## Task to complete
All entries should be printed precisely as written.

## Record excerpts
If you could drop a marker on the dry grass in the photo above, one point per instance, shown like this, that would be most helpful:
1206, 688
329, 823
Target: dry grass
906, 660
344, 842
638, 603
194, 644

## Answer for the task
If you could drop a marker on the dry grass in the photo above, one point per instance, shown like this, that would be most helpful:
1206, 688
329, 823
Target: dry grass
906, 660
344, 842
638, 603
194, 644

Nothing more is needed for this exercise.